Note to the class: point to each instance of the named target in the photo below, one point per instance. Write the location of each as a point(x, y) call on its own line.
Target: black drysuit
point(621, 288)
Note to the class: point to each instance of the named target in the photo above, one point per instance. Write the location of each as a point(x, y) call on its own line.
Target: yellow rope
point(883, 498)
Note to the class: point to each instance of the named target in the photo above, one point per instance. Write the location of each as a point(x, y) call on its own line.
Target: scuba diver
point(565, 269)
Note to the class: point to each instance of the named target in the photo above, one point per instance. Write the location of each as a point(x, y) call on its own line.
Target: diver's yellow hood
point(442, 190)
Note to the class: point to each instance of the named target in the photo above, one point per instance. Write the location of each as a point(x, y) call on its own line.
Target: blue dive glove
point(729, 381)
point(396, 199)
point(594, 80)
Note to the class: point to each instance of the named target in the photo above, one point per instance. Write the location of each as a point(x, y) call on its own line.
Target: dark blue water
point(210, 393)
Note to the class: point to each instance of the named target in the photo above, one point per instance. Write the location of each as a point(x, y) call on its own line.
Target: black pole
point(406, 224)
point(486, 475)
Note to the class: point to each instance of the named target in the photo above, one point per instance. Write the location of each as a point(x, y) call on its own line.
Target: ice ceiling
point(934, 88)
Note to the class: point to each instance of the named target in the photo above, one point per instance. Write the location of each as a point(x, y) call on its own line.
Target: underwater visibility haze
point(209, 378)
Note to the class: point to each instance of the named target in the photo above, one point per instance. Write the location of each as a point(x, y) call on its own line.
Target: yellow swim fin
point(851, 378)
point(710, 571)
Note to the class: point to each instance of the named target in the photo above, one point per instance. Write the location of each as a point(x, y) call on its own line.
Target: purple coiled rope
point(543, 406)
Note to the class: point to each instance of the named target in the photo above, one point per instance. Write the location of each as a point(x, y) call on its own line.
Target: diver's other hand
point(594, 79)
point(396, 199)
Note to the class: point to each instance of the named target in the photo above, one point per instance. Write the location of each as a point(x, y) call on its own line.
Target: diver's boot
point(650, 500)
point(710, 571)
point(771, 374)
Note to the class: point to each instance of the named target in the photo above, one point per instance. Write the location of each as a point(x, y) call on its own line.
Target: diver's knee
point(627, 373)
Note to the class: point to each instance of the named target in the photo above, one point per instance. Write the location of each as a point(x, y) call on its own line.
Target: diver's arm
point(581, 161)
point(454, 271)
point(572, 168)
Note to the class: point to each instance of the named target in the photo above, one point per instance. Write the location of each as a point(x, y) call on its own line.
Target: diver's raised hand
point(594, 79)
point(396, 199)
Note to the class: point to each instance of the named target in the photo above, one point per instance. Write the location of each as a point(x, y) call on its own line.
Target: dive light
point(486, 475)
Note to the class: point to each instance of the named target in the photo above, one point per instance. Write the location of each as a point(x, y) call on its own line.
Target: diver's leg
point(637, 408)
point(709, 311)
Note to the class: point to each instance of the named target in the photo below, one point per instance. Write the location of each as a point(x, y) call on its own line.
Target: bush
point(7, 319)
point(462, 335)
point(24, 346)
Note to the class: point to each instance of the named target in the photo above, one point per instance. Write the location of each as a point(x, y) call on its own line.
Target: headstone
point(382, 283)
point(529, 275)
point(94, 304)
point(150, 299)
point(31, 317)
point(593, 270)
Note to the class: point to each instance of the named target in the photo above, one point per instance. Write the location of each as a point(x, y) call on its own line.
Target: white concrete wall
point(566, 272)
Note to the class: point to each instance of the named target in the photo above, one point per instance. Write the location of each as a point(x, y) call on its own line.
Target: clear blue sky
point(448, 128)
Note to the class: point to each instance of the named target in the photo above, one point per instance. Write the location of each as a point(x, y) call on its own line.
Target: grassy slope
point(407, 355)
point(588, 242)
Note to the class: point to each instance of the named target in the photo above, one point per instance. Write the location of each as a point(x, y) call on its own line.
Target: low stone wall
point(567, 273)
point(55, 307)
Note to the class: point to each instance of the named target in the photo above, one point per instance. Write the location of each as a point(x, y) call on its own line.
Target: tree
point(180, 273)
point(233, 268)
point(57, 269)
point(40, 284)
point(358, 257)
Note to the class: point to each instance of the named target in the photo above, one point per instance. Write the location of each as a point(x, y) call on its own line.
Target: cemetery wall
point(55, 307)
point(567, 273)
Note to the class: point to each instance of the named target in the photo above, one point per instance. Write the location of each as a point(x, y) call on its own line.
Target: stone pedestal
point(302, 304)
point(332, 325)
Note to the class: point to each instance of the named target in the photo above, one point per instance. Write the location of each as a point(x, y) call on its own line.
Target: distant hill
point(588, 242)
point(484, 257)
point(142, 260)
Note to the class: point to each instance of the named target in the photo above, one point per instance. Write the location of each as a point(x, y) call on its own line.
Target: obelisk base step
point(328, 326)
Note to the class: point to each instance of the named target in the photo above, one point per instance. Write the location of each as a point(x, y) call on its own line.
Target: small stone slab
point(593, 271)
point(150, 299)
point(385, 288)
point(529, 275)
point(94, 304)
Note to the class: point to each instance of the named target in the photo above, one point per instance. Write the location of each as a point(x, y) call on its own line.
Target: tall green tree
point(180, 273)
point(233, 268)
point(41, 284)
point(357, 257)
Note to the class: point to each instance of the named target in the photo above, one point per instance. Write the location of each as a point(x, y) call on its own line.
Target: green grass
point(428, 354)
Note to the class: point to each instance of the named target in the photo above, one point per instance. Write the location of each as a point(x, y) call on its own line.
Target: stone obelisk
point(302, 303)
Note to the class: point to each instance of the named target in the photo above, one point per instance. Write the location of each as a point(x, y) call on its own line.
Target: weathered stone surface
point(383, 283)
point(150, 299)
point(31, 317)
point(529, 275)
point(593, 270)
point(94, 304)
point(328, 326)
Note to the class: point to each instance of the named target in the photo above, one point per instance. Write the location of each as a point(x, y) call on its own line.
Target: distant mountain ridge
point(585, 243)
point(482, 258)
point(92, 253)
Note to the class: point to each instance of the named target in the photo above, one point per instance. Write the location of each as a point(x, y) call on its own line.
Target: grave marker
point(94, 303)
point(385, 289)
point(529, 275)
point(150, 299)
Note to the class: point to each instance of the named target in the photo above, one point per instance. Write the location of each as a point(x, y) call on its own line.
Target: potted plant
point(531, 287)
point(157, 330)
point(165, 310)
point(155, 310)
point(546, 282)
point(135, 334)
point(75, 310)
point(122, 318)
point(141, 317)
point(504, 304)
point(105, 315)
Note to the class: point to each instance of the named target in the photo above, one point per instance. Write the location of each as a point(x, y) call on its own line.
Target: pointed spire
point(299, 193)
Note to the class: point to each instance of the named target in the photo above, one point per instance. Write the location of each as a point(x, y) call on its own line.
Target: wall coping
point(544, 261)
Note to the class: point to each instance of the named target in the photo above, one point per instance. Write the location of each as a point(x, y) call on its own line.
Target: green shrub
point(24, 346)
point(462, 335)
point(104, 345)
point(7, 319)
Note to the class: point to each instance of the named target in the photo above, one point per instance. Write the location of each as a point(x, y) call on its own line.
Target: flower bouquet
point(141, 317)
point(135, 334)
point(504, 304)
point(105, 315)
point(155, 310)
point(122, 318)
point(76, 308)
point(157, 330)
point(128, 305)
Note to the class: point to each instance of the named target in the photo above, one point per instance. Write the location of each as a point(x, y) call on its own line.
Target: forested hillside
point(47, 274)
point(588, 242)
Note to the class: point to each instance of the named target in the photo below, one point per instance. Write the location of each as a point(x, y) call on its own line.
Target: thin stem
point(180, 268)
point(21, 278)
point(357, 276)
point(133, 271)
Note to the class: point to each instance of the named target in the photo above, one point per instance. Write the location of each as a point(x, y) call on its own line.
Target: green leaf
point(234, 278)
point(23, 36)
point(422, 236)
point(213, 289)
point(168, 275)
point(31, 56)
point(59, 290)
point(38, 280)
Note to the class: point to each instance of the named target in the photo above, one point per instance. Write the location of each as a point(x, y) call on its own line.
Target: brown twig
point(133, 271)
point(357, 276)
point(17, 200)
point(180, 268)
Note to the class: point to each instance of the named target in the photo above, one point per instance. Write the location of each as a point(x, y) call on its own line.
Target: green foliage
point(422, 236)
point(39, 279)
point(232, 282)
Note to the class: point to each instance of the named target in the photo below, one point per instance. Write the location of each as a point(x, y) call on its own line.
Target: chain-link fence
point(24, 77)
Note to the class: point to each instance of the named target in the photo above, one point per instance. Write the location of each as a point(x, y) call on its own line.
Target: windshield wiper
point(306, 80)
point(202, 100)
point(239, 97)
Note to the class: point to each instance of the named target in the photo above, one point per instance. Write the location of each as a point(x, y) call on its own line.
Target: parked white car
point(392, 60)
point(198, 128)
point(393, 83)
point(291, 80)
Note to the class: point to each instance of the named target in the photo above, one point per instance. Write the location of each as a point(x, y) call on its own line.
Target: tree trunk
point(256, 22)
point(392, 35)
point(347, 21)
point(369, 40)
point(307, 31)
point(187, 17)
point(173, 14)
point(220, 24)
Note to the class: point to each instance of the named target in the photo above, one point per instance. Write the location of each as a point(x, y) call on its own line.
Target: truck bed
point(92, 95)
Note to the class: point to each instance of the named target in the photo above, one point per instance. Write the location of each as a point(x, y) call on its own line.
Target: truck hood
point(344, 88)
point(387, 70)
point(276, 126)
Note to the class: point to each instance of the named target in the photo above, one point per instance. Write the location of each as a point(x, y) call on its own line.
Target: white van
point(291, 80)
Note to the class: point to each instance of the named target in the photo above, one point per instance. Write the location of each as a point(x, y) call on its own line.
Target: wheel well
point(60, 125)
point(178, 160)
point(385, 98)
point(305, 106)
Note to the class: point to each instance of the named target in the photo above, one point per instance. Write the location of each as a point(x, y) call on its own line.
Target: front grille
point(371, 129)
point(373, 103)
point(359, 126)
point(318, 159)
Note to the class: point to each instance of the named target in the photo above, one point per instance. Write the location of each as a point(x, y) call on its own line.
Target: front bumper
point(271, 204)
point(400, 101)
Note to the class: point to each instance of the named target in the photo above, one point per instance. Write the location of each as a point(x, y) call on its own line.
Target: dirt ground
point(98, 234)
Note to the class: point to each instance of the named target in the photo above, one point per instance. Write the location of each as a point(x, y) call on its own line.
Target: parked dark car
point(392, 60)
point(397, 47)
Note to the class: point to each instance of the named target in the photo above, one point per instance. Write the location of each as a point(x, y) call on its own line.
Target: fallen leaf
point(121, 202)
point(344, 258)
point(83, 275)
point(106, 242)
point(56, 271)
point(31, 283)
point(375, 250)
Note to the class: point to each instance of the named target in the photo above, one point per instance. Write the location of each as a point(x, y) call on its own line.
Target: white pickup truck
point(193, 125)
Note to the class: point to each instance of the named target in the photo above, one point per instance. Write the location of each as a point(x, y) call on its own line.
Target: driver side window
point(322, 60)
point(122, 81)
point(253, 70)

> **Task brief**: List, copied in full, every row above that contains the word "wall".

> **Completed task**:
Target: white concrete wall
Target: low stone wall
Target: cemetery wall
Target: wall coping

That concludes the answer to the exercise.